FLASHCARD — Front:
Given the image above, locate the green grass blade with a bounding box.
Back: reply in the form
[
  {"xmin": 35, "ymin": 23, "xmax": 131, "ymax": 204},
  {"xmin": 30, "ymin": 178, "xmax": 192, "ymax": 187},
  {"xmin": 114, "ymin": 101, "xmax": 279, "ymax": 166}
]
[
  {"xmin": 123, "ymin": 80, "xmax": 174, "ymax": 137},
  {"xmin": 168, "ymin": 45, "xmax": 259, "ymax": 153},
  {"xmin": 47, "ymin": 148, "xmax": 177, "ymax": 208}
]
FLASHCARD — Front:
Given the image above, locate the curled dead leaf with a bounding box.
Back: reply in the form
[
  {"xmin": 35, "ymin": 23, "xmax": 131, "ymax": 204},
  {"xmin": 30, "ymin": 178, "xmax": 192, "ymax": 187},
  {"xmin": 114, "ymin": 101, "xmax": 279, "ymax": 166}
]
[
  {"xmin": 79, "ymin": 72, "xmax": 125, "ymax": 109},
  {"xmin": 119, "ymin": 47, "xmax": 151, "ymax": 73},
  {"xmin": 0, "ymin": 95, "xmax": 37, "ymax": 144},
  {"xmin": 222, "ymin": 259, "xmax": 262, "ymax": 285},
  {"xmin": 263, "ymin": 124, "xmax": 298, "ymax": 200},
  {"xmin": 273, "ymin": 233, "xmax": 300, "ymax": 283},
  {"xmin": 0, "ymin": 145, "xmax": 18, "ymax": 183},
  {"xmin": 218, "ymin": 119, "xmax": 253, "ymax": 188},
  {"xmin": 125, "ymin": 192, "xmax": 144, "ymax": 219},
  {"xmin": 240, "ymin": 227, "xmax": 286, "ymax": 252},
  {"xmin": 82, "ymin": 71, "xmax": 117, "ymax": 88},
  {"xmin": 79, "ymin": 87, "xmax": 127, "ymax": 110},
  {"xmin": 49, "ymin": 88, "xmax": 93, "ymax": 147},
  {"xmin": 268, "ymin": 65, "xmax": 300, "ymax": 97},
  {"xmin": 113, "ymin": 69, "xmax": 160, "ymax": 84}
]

───

DESCRIPTION OF THE TASK:
Copy the material above verbatim.

ANSWER TO THIS EXERCISE:
FLASHCARD — Front:
Given the image above, locate the green grass blade with a bounding box.
Back: reply in the form
[
  {"xmin": 35, "ymin": 23, "xmax": 131, "ymax": 204},
  {"xmin": 30, "ymin": 178, "xmax": 192, "ymax": 187},
  {"xmin": 114, "ymin": 101, "xmax": 279, "ymax": 166}
]
[
  {"xmin": 123, "ymin": 80, "xmax": 174, "ymax": 137},
  {"xmin": 168, "ymin": 45, "xmax": 259, "ymax": 153},
  {"xmin": 47, "ymin": 148, "xmax": 177, "ymax": 208}
]
FLASHCARD — Front:
Given the image above, locate the curled dead leaf with a bounding box.
Back: reply in the form
[
  {"xmin": 35, "ymin": 23, "xmax": 131, "ymax": 204},
  {"xmin": 30, "ymin": 178, "xmax": 192, "ymax": 187},
  {"xmin": 114, "ymin": 101, "xmax": 279, "ymax": 166}
]
[
  {"xmin": 79, "ymin": 72, "xmax": 125, "ymax": 109},
  {"xmin": 119, "ymin": 47, "xmax": 151, "ymax": 73},
  {"xmin": 0, "ymin": 95, "xmax": 37, "ymax": 144},
  {"xmin": 222, "ymin": 259, "xmax": 262, "ymax": 285},
  {"xmin": 263, "ymin": 124, "xmax": 298, "ymax": 200},
  {"xmin": 273, "ymin": 233, "xmax": 300, "ymax": 283},
  {"xmin": 0, "ymin": 145, "xmax": 18, "ymax": 183},
  {"xmin": 218, "ymin": 119, "xmax": 253, "ymax": 188},
  {"xmin": 125, "ymin": 192, "xmax": 144, "ymax": 219},
  {"xmin": 240, "ymin": 227, "xmax": 286, "ymax": 252},
  {"xmin": 82, "ymin": 71, "xmax": 117, "ymax": 88},
  {"xmin": 79, "ymin": 87, "xmax": 127, "ymax": 110},
  {"xmin": 49, "ymin": 88, "xmax": 93, "ymax": 147},
  {"xmin": 268, "ymin": 65, "xmax": 300, "ymax": 97},
  {"xmin": 113, "ymin": 69, "xmax": 160, "ymax": 84}
]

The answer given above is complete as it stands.